- _Opdrachten_
• a. Neem uit de items de regels woordelijk over: begin bij de regel met "Mark each instance of the clear" en stop na de regel met "x=106 y=787".
• b. Schrijf de brontekst over pensioenverevening verder vanaf het punt waar die ophoudt.

- _Brontekst_
────────────────

Afl. 9 – september 2010
EB
Artikelen
pensioenverevening
In de praktijk betekent dit dat een dergelijke kapitaalverzekering wordt gesplitst. Daarbij dient de vraag te worden beantwoord of met bijzonder partnerpensioen rekening dient te worden gehouden. Dat kan uitsluitend zo zijn bij echtscheiding, ontbinding geregistreerd partnerschap of niet-geregistreerd partnerschap indien aan de pensioenovereenkomst rechtop bijzonder partnerpensioen wordt ontleend, niet bij scheiding van tafel en bed. Indien de pensioenovereenkomst waaraan het ouderdomspensioen wordt ontleend inhoudt dat bij einde huwelijk of (geregistreerde) partnerrelatie bijzonder partnerpensioen wordt toegekend, dient dit aan het kapitaal te worden onttrokken alvorens pensioenverevening wordt uitgevoerd. Een voorbeeld: indien het partnerpensioen 70% van het te bereiken ouderdomspensioen bedraagt, wordt: • 70/170-ste deel van het kapitaal afgesplitst ter dekking van bijzonder partnerpensioen; • 50/170-ste deel van het kapitaal afgesplitst ter dekking van het recht op uitbetaling. Een nadere complicatie is dat indien de vereveningsgerechtigde overlijdt vóór de vereveningsplichtige, het gedeelte van het kapitaal afgesplitst ter dekking van het recht op uitbetaling weer aanwast bij de vereveningsplichtige. Premieovereenkomsten Een premieovereenkomst is een pensioenovereenkomst op grond waarvan de werkgever gedurende de periode van deelneming jaarlijks een bepaalde premie beschikbaar stelt die uiteindelijk tot pensioenaanspraken moet leiden. De wetgever onderscheidt drie soorten premieovereenkomsten: • De zuivere premieregeling (de beschikbare premie wordt belegd tot de pensioendatum en op de pensioendatum aangewend voor de aankoop van pensioen zodat gedurende de periode tot de pensioendatum zowel het beleggingsrisico als het langlevenrisico bij de deelnemer of aanspraakgerechtigde liggen); • De premieregeling waarbij de jaarlijks beschikbaar gestelde premie op het moment van beschikbaarstelling wordt omgezet in een kapitaal (bij deze vorm van premieovereenkomsten ligt het beleggingsrisico gedurende de periode tot de pensioendatum bij de pensioenuitvoerder, het langlevenrisico ligt bij de deelnemer/aanspraakgerechtigde);
EB
•
De premieovereenkomst waarbij de premie op de datum van beschikbaarstelling wordt aangewend voor de aankoop van pensioen (in deze situatie ligt zowel het beleggingsrisico als het langlevenrisico in de periode tot de pensioendatum bij de pensioenuitvoerder).

────────────────

- _De invoer_

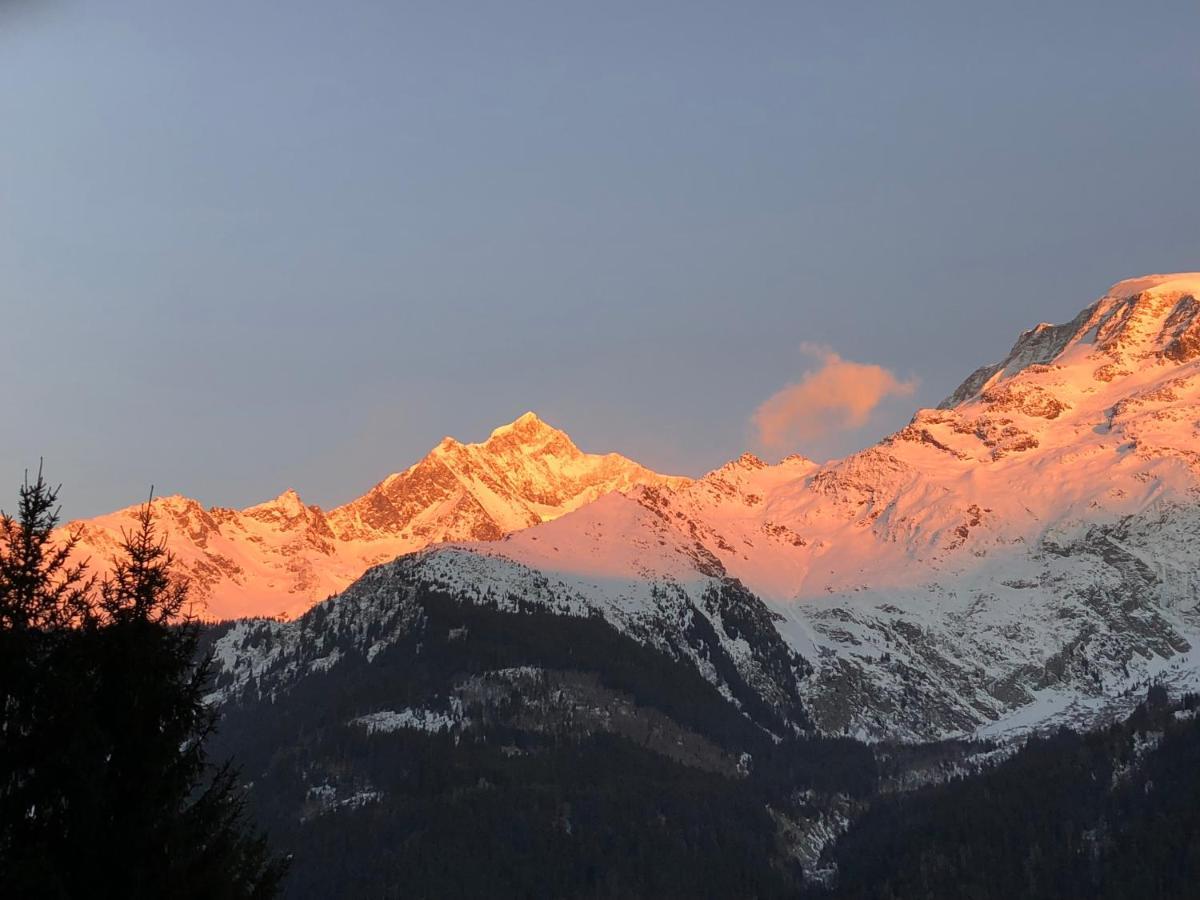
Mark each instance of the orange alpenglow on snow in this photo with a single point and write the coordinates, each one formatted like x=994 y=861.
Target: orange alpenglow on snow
x=280 y=557
x=1081 y=424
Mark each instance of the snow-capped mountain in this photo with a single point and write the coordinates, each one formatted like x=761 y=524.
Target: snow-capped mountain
x=280 y=557
x=1026 y=550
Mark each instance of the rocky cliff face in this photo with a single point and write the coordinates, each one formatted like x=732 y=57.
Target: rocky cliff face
x=1026 y=551
x=280 y=557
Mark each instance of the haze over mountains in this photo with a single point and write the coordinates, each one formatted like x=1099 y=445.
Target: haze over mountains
x=1032 y=539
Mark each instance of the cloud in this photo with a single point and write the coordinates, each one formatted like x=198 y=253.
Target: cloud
x=838 y=396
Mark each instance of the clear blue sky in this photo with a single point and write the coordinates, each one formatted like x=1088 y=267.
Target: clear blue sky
x=256 y=245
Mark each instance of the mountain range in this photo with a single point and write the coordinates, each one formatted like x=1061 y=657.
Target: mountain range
x=1023 y=553
x=790 y=679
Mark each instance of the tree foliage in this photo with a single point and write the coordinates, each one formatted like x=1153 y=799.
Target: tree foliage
x=106 y=787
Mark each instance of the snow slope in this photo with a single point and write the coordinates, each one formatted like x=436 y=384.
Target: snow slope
x=1031 y=541
x=280 y=557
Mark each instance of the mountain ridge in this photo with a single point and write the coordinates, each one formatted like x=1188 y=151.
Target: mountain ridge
x=281 y=556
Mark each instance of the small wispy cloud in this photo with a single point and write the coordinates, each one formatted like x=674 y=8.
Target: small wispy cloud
x=835 y=396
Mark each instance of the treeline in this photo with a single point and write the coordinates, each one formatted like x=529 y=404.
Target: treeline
x=1109 y=814
x=106 y=785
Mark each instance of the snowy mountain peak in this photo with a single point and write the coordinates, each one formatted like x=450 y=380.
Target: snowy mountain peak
x=526 y=426
x=281 y=556
x=1155 y=318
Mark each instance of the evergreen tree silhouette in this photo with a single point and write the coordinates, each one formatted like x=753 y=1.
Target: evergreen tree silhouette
x=107 y=787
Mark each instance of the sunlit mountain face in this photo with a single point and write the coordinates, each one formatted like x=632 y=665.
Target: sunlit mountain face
x=1021 y=552
x=280 y=557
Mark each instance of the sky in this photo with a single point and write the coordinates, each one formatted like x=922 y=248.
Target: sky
x=249 y=246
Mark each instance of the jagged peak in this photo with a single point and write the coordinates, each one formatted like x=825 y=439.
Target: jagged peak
x=1164 y=283
x=288 y=503
x=1150 y=316
x=525 y=426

────────────────

- _Antwoorden_
• a.
Mark each instance of the clear blue sky in this photo with a single point and write the coordinates, each one formatted like x=1088 y=267.
Target: clear blue sky
x=256 y=245
Mark each instance of the mountain range in this photo with a single point and write the coordinates, each one formatted like x=1061 y=657.
Target: mountain range
x=1023 y=553
x=790 y=679
Mark each instance of the tree foliage in this photo with a single point and write the coordinates, each one formatted like x=1153 y=799.
Target: tree foliage
x=106 y=787

• b.
Ouderdomspensioen ontleend aan dergelijke pensioenovereenkomsten dient op overeenkomstige wijze te worden verevend als ouderdomspensioen ontleend aan kapitaalovereenkomsten. In de praktijk doen zich allerlei vragen voor, bijvoorbeeld in verband met het uitruilrecht van art. 61 Pensioenwet.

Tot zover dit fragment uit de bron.